Apolline in "The Dentist" asks the question: Should dentists help the Government implement its dental health policy?
My first instinct is to determine what policies the government actually has. In this I am drawing a distinction between policy and policy statements. I have problems accepting that a policy is existing unless some purposive action has been taken. Anything else remains just a policy statement. Hence, expanding access. Is this policy or a policy statement, considering the limitations on funding? Policy also has to have a purpose (otherwise why was it developed?). Hence, the NICE guidance on recalls. This fulfils my prior condition in that action has been taken (requirement to fill in boxes on forms, monitoring etc). But where does it stand as to its clear and published purpose? Is it to increase the number of patients going to the dentist at no change in cost (the favourite from what I hear and read)? Is it in response to a published evidence base (absent) as part of a policy to put as much of dental practice on an evidence-based footing as possible? In both of these cases it is, in any case, more of a strategy to help deliver a policy. The bottom line is, sadly, that we cannot rely on politics to tell us what policy is. We have to work it out for ourselves and this is not easy.
So, to return to the question. Should dentists help the Government implement its dental health policy? If we decide that there is a policy and we can also work out what this policy is then we can say that we can support it if it is, itself, supported by an evidence base. The practical problem arises, of course, when non-evidence based strategies to deliver a policy end up in legislation or a condition of holding or retaining a dental contract. We're now into ethics. That's another day.

> _Record set_

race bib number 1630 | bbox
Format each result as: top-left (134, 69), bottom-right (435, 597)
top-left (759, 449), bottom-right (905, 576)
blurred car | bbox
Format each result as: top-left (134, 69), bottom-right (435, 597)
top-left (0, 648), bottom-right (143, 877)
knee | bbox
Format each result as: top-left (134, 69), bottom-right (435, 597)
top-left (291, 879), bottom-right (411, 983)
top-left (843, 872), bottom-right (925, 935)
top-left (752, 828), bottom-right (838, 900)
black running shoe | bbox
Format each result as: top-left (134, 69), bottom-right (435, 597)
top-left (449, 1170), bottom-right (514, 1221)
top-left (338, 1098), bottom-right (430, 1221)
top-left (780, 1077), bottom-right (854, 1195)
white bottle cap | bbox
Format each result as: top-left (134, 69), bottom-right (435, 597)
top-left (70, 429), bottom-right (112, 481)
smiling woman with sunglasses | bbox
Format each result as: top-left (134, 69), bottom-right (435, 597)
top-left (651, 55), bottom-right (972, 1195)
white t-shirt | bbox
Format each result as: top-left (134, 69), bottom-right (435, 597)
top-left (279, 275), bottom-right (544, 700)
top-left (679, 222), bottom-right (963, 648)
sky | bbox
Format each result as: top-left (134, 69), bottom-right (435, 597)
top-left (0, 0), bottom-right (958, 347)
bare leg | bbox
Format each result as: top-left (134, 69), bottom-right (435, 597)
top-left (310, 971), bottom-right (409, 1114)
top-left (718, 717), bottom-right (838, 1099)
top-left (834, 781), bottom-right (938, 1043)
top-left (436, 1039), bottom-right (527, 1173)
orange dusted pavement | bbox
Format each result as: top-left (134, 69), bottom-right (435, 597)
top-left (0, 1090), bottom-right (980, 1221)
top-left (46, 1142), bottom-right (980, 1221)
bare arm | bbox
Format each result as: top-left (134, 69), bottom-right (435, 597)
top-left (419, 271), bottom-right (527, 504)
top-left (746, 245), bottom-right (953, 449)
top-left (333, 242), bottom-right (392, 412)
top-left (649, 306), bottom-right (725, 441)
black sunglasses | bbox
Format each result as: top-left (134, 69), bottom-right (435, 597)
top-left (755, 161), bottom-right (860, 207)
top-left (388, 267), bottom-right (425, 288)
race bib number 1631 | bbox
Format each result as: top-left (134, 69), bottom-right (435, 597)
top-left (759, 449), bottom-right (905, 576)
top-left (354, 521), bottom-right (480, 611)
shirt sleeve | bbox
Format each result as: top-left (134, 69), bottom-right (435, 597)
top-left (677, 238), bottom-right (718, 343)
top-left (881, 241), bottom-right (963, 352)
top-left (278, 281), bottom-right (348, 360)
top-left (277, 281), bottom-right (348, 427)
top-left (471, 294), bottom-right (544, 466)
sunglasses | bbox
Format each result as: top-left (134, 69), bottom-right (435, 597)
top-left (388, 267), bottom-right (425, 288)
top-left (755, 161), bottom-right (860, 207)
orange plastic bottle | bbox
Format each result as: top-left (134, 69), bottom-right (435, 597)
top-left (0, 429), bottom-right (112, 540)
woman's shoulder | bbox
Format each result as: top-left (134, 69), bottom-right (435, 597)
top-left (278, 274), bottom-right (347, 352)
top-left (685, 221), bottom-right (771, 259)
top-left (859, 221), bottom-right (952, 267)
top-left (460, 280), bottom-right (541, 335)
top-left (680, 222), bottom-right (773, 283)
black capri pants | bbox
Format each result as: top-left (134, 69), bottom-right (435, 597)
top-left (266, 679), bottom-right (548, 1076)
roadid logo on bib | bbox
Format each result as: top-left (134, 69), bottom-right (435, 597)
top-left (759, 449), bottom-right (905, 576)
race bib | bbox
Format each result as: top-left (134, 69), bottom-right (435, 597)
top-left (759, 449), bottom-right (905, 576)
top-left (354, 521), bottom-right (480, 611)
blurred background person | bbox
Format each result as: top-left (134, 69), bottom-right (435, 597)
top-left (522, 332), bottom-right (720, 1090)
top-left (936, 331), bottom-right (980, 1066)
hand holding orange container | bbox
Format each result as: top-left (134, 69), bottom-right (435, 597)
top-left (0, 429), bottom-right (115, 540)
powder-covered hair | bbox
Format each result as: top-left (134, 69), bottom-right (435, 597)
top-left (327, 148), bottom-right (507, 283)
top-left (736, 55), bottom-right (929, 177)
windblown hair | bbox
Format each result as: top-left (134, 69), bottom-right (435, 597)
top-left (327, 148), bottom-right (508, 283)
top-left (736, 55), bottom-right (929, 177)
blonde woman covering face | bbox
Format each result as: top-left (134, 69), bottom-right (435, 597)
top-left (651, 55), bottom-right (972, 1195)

> _Directions for this task_
In the piece about dental health policy, what must have been taken before the writer will accept that a policy exists? Rely only on the piece about dental health policy.

> _Exercise answer_
Some purposive action must have been taken.